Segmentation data
+++
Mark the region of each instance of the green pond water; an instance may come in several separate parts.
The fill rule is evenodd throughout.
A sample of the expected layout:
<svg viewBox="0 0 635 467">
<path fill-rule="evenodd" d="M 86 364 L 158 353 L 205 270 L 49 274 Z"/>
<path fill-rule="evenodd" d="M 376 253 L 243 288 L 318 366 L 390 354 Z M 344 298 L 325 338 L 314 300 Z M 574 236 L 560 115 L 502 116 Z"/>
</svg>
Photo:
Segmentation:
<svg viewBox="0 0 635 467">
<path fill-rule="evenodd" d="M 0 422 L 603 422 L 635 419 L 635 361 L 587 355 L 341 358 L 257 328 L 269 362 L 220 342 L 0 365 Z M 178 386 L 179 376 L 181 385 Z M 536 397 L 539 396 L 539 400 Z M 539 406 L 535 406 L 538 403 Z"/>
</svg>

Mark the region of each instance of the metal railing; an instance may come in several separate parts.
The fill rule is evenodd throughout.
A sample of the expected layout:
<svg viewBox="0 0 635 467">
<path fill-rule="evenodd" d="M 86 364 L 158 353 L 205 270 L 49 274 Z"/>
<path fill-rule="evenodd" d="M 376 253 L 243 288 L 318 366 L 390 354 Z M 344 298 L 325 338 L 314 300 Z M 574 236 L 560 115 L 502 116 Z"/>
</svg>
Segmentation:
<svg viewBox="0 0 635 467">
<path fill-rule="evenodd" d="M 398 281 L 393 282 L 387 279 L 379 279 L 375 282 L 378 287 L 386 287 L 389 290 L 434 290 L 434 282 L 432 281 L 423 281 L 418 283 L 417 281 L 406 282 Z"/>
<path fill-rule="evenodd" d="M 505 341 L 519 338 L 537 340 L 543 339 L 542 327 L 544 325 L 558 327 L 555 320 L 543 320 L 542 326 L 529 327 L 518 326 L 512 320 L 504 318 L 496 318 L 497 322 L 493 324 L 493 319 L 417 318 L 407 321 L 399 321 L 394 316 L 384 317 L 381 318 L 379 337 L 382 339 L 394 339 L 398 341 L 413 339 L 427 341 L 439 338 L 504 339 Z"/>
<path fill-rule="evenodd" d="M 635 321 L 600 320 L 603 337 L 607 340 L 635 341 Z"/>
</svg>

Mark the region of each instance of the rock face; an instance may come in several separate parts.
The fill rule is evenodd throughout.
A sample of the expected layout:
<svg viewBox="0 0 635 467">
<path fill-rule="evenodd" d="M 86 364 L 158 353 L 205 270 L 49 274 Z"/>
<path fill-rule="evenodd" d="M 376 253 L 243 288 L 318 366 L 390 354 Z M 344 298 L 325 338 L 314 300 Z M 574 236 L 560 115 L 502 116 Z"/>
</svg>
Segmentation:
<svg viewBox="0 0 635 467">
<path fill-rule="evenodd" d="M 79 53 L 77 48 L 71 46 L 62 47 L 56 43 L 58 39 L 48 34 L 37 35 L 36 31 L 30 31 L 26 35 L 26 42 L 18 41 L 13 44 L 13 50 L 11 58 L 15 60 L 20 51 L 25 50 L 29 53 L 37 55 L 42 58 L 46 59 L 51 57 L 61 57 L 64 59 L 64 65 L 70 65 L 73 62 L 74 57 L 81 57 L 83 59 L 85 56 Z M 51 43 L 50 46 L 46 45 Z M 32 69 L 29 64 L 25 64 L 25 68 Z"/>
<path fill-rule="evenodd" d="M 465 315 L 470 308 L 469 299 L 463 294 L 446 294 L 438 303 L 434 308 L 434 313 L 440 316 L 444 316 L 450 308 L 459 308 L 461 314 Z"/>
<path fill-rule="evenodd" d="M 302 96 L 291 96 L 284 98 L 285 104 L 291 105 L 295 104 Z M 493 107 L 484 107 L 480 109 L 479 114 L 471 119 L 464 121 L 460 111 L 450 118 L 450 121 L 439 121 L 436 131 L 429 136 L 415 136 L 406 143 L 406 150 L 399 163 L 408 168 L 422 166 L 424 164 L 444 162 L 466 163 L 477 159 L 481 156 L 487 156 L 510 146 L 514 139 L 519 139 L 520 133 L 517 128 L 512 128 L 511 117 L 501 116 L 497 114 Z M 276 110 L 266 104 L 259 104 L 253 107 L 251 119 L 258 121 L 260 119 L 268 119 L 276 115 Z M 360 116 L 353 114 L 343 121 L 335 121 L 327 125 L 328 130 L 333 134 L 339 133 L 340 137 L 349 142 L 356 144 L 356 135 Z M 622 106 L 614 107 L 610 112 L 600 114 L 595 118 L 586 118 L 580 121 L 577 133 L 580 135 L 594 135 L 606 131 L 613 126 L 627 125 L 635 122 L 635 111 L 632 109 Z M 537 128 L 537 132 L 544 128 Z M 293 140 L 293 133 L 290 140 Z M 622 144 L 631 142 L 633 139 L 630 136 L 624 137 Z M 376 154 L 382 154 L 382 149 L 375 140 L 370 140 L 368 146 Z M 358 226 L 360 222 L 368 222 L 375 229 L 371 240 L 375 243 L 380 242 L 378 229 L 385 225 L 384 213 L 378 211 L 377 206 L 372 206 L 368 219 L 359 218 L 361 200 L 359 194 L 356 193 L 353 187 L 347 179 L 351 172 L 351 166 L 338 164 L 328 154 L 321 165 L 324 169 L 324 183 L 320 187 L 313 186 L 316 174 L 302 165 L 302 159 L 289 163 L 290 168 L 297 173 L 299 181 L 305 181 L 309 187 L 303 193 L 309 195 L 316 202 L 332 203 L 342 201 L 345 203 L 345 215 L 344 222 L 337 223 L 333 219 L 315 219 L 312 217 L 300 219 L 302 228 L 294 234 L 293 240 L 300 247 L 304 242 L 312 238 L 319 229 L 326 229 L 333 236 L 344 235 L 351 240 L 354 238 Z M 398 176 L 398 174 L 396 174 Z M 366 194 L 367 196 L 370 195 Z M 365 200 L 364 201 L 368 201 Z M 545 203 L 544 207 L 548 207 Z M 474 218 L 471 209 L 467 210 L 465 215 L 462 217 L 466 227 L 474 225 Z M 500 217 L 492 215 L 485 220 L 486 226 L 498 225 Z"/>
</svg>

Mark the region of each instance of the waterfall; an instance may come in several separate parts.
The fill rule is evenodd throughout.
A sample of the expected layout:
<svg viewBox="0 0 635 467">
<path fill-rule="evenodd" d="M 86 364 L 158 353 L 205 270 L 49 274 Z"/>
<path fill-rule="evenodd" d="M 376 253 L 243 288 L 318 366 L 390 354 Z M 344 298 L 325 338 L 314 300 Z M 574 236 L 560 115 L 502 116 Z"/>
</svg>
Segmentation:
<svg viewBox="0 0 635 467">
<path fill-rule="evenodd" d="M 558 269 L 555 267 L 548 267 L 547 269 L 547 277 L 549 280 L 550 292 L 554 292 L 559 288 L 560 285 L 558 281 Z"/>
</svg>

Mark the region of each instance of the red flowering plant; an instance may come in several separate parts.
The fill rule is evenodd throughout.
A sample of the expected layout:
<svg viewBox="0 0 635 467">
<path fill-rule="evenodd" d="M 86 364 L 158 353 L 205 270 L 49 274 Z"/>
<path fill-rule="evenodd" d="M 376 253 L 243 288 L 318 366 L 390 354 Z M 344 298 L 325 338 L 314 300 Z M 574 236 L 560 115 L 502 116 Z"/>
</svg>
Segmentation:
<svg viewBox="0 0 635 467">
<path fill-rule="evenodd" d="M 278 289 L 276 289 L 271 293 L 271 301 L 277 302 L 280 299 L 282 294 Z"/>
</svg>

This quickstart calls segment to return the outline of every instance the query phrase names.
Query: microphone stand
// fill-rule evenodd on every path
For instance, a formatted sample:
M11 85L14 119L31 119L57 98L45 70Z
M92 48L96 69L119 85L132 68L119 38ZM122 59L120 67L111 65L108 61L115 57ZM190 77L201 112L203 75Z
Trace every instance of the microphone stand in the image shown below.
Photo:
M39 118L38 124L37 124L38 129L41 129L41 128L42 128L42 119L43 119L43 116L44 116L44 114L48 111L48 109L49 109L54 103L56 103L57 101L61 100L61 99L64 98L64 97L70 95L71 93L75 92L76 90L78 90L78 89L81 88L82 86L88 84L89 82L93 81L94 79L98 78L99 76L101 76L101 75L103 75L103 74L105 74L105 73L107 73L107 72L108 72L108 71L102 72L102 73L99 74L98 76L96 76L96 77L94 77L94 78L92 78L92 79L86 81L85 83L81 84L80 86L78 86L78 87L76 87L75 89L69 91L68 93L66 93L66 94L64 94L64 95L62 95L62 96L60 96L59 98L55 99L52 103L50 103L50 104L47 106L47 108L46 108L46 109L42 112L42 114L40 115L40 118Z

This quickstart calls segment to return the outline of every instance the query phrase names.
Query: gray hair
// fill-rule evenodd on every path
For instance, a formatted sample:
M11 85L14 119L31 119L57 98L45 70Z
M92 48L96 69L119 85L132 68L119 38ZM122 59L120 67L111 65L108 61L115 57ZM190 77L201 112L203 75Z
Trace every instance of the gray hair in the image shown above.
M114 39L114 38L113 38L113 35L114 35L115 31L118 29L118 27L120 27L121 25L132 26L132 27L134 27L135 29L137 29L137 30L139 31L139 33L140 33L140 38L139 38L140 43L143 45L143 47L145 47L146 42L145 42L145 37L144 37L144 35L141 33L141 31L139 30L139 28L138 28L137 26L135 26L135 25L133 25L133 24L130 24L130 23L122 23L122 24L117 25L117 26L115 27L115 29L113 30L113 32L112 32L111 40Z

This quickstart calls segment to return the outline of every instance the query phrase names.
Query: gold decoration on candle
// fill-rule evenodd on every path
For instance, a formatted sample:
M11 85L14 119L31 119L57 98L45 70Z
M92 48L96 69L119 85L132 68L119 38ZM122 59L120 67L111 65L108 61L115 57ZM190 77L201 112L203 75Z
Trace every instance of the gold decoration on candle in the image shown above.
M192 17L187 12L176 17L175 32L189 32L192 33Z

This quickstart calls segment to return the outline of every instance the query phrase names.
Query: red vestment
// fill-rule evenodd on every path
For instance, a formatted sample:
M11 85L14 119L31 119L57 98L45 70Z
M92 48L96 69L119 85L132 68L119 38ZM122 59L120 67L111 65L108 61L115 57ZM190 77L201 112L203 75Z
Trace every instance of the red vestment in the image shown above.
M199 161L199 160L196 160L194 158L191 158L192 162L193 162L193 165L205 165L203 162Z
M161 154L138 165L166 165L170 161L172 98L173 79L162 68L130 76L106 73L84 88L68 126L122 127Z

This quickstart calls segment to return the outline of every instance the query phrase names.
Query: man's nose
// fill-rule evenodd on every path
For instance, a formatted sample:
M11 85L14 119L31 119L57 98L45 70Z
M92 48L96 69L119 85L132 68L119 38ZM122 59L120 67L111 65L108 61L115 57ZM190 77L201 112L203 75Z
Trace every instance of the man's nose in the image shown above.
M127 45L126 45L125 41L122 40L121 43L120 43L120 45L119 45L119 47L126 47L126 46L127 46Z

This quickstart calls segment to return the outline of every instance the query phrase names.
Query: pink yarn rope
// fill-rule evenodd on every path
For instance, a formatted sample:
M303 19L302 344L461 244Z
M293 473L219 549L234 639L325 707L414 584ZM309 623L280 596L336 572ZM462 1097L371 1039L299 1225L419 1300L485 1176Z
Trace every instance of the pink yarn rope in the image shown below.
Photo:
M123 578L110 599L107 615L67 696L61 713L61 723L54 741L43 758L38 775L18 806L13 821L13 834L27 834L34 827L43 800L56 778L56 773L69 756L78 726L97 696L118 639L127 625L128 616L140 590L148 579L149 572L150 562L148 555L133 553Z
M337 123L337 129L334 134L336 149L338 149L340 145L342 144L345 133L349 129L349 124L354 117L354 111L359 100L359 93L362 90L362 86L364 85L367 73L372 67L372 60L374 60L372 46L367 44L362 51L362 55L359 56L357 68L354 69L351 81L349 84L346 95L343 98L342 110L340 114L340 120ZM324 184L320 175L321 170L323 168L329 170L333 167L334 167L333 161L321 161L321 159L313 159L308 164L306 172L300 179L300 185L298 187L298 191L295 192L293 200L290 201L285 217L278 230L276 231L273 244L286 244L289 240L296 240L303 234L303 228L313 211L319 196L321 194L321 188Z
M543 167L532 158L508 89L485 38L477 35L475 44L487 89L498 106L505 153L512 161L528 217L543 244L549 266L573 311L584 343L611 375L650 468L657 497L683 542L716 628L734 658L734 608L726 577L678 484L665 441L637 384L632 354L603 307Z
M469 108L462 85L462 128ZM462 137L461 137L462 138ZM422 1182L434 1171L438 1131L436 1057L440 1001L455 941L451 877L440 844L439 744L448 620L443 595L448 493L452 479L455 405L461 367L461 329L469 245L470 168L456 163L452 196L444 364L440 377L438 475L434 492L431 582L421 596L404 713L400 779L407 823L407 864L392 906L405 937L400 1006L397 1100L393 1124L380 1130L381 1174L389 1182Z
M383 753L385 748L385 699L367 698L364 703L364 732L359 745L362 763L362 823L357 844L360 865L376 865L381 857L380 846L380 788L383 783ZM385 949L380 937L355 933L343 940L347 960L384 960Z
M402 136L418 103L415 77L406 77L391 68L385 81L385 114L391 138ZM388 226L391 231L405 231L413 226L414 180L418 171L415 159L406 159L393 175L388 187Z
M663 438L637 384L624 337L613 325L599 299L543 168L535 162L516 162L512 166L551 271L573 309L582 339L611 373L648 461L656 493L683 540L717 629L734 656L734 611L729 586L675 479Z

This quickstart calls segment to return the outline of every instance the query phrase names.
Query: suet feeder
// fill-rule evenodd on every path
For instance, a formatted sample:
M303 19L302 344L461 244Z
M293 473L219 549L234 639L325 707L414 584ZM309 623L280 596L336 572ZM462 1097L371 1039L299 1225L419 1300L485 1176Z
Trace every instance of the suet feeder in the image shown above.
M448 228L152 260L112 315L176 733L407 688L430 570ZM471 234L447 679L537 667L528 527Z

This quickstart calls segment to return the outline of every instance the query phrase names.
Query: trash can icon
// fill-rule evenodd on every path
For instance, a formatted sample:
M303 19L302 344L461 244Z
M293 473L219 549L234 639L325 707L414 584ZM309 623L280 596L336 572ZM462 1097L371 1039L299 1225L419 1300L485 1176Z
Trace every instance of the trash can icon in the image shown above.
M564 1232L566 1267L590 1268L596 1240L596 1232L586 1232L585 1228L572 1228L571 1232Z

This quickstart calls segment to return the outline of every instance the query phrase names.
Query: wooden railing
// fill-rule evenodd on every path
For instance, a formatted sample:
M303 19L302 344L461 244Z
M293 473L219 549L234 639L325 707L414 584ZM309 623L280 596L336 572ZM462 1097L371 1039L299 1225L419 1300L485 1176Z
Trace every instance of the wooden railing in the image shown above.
+++
Stated goal
Can you rewrite the stretch from the line containing "Mark the region of each instance of the red" through the line containing "M39 118L38 124L37" as a Markdown table with the columns n and Line, numbering each line and leaving out blank ones?

Solution below
| n | Line |
|---|---|
| 1 | Mark the region of each instance of the red flowering plant; an instance may come in several separate parts. |
| 2 | The fill rule is evenodd throughout. |
| 3 | A sample of the expected layout: |
| 4 | <svg viewBox="0 0 635 467"> |
| 5 | <path fill-rule="evenodd" d="M 86 364 L 158 353 L 205 270 L 49 274 Z"/> |
| 6 | <path fill-rule="evenodd" d="M 376 253 L 243 288 L 318 366 L 390 354 Z M 344 298 L 325 338 L 314 300 Z M 574 236 L 560 115 L 502 116 Z"/> |
| 7 | </svg> |
| 8 | Segmentation: |
| 9 | <svg viewBox="0 0 635 467"> |
| 10 | <path fill-rule="evenodd" d="M 278 289 L 276 289 L 271 293 L 271 301 L 277 302 L 280 299 L 282 294 Z"/> |
| 11 | </svg> |
| 12 | This quickstart calls segment to return the outline of every instance the query phrase names. |
| 13 | Query: microphone stand |
| 14 | // fill-rule evenodd on every path |
| 15 | For instance, a formatted sample: |
| 16 | M11 85L14 119L31 119L57 98L45 70Z |
| 17 | M92 48L96 69L119 85L132 68L119 38ZM122 59L120 67L111 65L108 61L115 57ZM190 77L201 112L203 75Z |
| 18 | Trace every instance of the microphone stand in the image shown below. |
| 19 | Photo: |
| 20 | M39 118L38 124L37 124L38 129L41 129L41 128L42 128L42 119L43 119L43 116L44 116L44 114L48 111L48 109L49 109L54 103L56 103L57 101L61 100L61 99L64 98L64 97L70 95L71 93L75 92L76 90L78 90L78 89L81 88L82 86L88 84L89 82L93 81L94 79L98 78L99 76L101 76L101 75L103 75L103 74L105 74L105 73L107 73L107 72L108 72L108 71L102 72L102 73L99 74L98 76L96 76L96 77L94 77L94 78L92 78L92 79L86 81L85 83L81 84L80 86L78 86L78 87L76 87L75 89L69 91L68 93L66 93L66 94L64 94L64 95L62 95L62 96L60 96L59 98L55 99L52 103L50 103L50 104L47 106L47 108L46 108L46 109L42 112L42 114L40 115L40 118Z |